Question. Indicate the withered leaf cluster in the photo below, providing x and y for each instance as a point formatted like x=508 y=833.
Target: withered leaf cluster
************
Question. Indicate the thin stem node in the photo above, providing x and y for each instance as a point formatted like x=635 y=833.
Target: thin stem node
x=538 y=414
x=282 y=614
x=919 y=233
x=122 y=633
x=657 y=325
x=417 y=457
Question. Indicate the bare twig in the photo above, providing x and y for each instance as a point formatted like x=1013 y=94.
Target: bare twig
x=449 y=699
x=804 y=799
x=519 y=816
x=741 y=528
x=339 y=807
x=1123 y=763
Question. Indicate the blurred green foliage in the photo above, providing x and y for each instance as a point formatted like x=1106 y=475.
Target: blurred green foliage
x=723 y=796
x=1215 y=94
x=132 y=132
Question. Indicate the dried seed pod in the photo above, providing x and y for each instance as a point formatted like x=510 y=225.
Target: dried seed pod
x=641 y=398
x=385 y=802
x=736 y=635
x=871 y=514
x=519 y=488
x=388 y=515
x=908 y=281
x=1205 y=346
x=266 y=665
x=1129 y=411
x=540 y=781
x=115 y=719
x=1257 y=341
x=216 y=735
************
WORK TO DO: Duplicate the stretch of the data above from the line that contains "Question. Indicate the thin" through the line that contains "x=132 y=132", including both of those lines.

WRITTEN REPLY:
Question. Indicate the thin stem node in the photo above, providing x and y for each instance as a point formatted like x=635 y=833.
Target: thin stem node
x=538 y=414
x=282 y=614
x=919 y=233
x=122 y=633
x=657 y=325
x=417 y=457
Question. Indicate the bare twig in the photo above, providing x and y for each instance as a point formatted like x=1013 y=94.
Target: bare twig
x=449 y=699
x=804 y=799
x=519 y=816
x=741 y=528
x=339 y=807
x=1123 y=763
Question. Indicate the blurred green foliage in the photo above, providing x and y for each instance as a point formatted like x=1106 y=475.
Target: blurred green foliage
x=723 y=796
x=1215 y=94
x=132 y=132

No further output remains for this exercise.